▶ _Working data_:
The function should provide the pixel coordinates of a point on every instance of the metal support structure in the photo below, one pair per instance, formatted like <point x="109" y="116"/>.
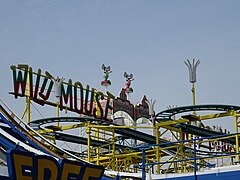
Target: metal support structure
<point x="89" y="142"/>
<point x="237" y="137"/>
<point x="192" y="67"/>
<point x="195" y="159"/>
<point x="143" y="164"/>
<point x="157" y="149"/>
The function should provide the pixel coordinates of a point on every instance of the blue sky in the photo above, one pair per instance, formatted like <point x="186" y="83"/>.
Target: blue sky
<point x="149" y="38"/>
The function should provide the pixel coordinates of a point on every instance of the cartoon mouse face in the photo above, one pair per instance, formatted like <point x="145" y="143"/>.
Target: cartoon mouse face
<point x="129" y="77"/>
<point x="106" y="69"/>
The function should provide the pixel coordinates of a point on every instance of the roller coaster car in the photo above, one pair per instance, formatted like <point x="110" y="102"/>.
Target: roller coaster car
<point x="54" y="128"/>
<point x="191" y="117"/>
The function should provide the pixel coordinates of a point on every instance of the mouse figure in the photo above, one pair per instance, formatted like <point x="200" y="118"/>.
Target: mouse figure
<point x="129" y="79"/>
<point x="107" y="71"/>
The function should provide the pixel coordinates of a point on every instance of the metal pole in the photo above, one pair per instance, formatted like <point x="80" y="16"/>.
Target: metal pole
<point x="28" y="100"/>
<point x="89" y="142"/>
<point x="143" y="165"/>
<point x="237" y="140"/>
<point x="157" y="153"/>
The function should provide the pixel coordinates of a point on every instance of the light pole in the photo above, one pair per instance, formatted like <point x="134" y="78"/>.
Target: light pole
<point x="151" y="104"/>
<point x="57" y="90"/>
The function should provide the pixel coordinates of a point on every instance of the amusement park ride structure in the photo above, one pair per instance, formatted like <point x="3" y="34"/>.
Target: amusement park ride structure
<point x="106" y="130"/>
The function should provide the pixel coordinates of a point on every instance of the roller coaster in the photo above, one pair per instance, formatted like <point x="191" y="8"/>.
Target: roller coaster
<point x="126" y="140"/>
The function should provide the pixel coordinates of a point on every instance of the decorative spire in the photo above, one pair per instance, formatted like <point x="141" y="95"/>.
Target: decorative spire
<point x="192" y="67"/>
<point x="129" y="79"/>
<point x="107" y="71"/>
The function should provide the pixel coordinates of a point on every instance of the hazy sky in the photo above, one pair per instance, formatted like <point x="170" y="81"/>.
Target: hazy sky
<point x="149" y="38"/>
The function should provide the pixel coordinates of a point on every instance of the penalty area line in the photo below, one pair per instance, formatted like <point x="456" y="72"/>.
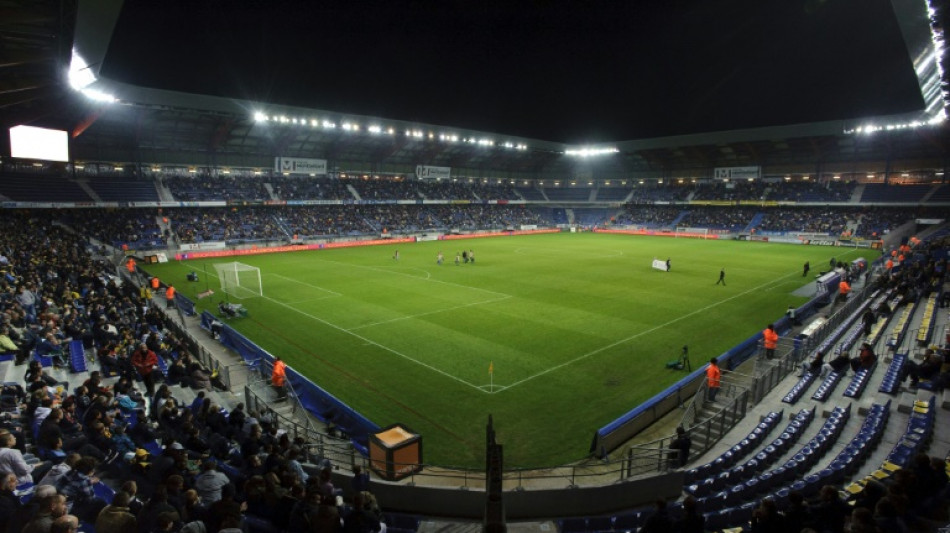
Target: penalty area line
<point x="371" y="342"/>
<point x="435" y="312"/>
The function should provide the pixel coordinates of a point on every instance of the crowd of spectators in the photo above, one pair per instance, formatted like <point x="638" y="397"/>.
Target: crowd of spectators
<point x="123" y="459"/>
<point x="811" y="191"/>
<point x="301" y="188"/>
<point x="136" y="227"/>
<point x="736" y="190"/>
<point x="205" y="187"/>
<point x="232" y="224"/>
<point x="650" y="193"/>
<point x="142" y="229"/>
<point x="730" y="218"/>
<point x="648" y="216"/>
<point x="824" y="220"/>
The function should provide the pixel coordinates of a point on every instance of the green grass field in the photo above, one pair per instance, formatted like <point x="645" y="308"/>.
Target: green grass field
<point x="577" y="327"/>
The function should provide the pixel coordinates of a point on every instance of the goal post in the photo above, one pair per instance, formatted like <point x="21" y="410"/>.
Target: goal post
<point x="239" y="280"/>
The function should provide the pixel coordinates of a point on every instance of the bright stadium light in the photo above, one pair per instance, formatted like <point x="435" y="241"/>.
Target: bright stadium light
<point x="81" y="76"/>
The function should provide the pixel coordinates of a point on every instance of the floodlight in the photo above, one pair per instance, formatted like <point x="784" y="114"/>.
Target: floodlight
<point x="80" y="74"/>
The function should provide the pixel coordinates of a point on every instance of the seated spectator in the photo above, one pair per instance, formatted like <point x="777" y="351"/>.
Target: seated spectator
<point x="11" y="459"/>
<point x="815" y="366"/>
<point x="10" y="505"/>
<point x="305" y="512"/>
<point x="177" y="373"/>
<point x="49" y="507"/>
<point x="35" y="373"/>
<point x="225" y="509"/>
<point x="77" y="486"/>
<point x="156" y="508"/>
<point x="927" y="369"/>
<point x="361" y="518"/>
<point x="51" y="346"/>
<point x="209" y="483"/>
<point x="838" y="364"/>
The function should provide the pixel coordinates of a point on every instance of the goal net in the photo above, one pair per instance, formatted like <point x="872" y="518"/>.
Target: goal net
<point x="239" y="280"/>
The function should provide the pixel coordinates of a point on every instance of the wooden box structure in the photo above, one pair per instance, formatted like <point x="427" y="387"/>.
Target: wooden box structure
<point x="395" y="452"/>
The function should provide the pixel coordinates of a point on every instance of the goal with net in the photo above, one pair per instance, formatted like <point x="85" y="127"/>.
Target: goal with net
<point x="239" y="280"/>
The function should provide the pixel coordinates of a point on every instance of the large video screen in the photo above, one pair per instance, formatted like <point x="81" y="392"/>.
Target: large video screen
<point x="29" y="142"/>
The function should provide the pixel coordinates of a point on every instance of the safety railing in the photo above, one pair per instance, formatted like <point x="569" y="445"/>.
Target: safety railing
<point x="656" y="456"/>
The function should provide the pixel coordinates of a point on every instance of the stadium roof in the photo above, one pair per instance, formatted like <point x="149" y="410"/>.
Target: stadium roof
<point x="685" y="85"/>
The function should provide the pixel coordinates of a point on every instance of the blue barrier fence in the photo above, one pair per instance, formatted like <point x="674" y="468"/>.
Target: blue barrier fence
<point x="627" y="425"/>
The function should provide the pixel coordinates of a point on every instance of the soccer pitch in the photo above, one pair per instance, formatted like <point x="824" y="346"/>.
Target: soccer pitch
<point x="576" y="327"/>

▶ _Exercise_: Except for the pictures, copy every line of the records above exactly.

▶ _Task answer_:
The function should provide the pixel coordinates of a point on every instance of the metal support structure in the photo below, one pair per instance, formatted like <point x="109" y="116"/>.
Target: metal support structure
<point x="89" y="142"/>
<point x="237" y="137"/>
<point x="192" y="67"/>
<point x="195" y="159"/>
<point x="143" y="164"/>
<point x="157" y="149"/>
The function should provide the pixel coordinates of a point on every instance of the blue sky in the photo above, one pair per instance, formatted like <point x="186" y="83"/>.
Target: blue sky
<point x="149" y="38"/>
The function should provide the pixel coordinates of a point on every instance of the cartoon mouse face in the photo above, one pair per instance, formatted like <point x="145" y="143"/>.
Target: cartoon mouse face
<point x="129" y="77"/>
<point x="106" y="69"/>
The function should provide the pixel coordinates of a point on every instance of the roller coaster car in the photo above, one pair per instance, formatted like <point x="110" y="102"/>.
Target: roller coaster car
<point x="54" y="128"/>
<point x="191" y="117"/>
The function should provide the pixel coordinates of a point on every instance of the mouse figure in the photo above, one pair per instance, formatted like <point x="200" y="118"/>.
Target: mouse figure
<point x="129" y="79"/>
<point x="107" y="71"/>
The function should provide the pixel coordinates of a point on every instance of the metal pole in the photo above, one pair per instance, formatted like <point x="80" y="16"/>.
Target: metal pole
<point x="28" y="100"/>
<point x="89" y="142"/>
<point x="143" y="165"/>
<point x="237" y="140"/>
<point x="157" y="153"/>
The function should provide the pixel coordinates of a point on every instance of the light pole in the photo above, one pair per instance, formatted like <point x="134" y="78"/>.
Target: light pole
<point x="151" y="104"/>
<point x="57" y="90"/>
The function should provide the pixel coordinates of a point on every instance of the amusement park ride structure in the photo above, one pair per instance, formatted like <point x="3" y="34"/>.
Target: amusement park ride structure
<point x="106" y="130"/>
The function should provide the pixel coordinates of a point on every instance of the roller coaster in the photo above, one pair per instance, formatted like <point x="191" y="8"/>.
Target: roller coaster
<point x="126" y="140"/>
The function should provide the pixel coordinates of a point on every instance of the decorative spire in the photo above, one pair per instance, formatted like <point x="141" y="95"/>.
Target: decorative spire
<point x="192" y="67"/>
<point x="129" y="79"/>
<point x="107" y="71"/>
The function should provide the pixel coordinates of a point on every instance of the hazy sky in the photo above, one pair per instance, formatted like <point x="170" y="81"/>.
Target: hazy sky
<point x="149" y="38"/>
The function should provide the pixel coordinates of a point on every instance of the penalty area line in the photo below, one pair per instance, formatted like <point x="456" y="72"/>.
Target: penalty area line
<point x="371" y="342"/>
<point x="435" y="312"/>
The function should provide the pixel coordinates of a point on every instance of the crowd of spectators in the photo above, one pair per instance, formatted like <point x="638" y="397"/>.
Target: crowd of spectators
<point x="123" y="459"/>
<point x="811" y="191"/>
<point x="301" y="188"/>
<point x="136" y="227"/>
<point x="736" y="190"/>
<point x="205" y="187"/>
<point x="232" y="224"/>
<point x="650" y="193"/>
<point x="142" y="229"/>
<point x="730" y="218"/>
<point x="648" y="216"/>
<point x="824" y="220"/>
The function should provide the pixel coordinates of a point on every instance of the green grass field in the photo above, one pair per instance, formatted like <point x="645" y="308"/>.
Target: green grass field
<point x="577" y="327"/>
The function should provide the pixel coordinates of a point on every instance of the goal post in the photo above, one pair per instance, formatted like <point x="21" y="410"/>.
Target: goal post
<point x="239" y="280"/>
The function should provide the pixel coordinates of a point on every instance of the bright stadium light in the photo above, one pair per instance, formatted like <point x="435" y="241"/>.
Target: bright stadium light
<point x="81" y="76"/>
The function should provide the pixel coordinates of a point on every instance of the floodlight in the photo above, one pair per instance, formatted like <point x="784" y="114"/>.
Target: floodlight
<point x="80" y="74"/>
The function should provide the pixel coordinates of a point on every instance of the seated spectator in the photo above, one pair per instance, formatted like <point x="777" y="351"/>.
Target: seated spectator
<point x="11" y="459"/>
<point x="815" y="366"/>
<point x="10" y="505"/>
<point x="305" y="512"/>
<point x="177" y="373"/>
<point x="49" y="507"/>
<point x="35" y="373"/>
<point x="225" y="509"/>
<point x="77" y="486"/>
<point x="156" y="508"/>
<point x="927" y="369"/>
<point x="361" y="518"/>
<point x="51" y="346"/>
<point x="209" y="483"/>
<point x="838" y="364"/>
The function should provide the pixel coordinates of a point on every instance of the goal net in the photo above, one pair per instance, formatted like <point x="872" y="518"/>.
Target: goal net
<point x="239" y="280"/>
The function should provide the pixel coordinates of a point on every instance of the wooden box structure in the photo above, one pair per instance, formatted like <point x="427" y="387"/>.
Target: wooden box structure
<point x="395" y="452"/>
The function should provide the pixel coordinates of a point on every instance of the goal with net in the photo above, one pair per instance, formatted like <point x="85" y="127"/>.
Target: goal with net
<point x="239" y="280"/>
The function should provide the pixel coordinates of a point on every instance of the large video screen in the photo above, one pair per instance, formatted like <point x="81" y="392"/>.
Target: large video screen
<point x="29" y="142"/>
The function should provide the pixel coordinates of a point on every instance of the safety railing in the photo above, one pair per instance, formatted like <point x="569" y="445"/>.
Target: safety railing
<point x="656" y="456"/>
The function should provide the pixel coordinates of a point on every instance of the stadium roof in the photo above, one pair per instance, formatted like <point x="149" y="410"/>.
Target: stadium roof
<point x="685" y="85"/>
The function should provide the pixel coordinates of a point on every instance of the blue barrier fence in the photo above, one pair per instance, formatted like <point x="674" y="468"/>.
Target: blue barrier fence
<point x="627" y="425"/>
The function should provide the pixel coordinates of a point on every instance of the soccer pitch in the photo above, one pair per instance, formatted like <point x="824" y="346"/>.
Target: soccer pitch
<point x="576" y="327"/>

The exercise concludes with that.